(Items from a data source)
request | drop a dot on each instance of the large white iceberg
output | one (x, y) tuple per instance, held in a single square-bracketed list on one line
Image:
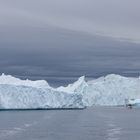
[(109, 90), (21, 94)]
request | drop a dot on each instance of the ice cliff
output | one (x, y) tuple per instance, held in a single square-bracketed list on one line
[(109, 90)]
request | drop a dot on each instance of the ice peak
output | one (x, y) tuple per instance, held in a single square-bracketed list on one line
[(10, 80)]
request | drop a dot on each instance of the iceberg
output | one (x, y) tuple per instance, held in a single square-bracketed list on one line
[(110, 90), (25, 94)]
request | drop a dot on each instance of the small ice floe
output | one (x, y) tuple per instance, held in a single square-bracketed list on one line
[(132, 103)]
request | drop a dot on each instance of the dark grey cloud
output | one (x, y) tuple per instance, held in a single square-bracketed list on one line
[(62, 40)]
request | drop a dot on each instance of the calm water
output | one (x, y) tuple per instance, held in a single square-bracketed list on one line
[(99, 123)]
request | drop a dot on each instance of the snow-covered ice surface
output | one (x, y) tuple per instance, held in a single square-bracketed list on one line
[(18, 94), (109, 90)]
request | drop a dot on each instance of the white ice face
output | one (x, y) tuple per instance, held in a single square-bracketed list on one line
[(110, 90)]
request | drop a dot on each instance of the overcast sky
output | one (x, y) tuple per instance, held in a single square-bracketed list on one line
[(60, 40)]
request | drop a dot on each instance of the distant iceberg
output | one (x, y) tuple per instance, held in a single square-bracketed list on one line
[(25, 94), (111, 90)]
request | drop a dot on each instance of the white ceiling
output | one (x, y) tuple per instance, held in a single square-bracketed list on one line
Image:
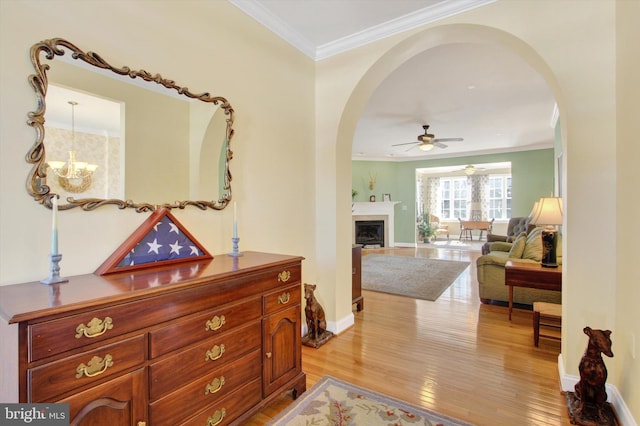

- ABOUT THIS EXERCISE: Please count the lines that hold "white" in this data and report the total alone.

- SOLUTION FOR THIS PROBLEM: 3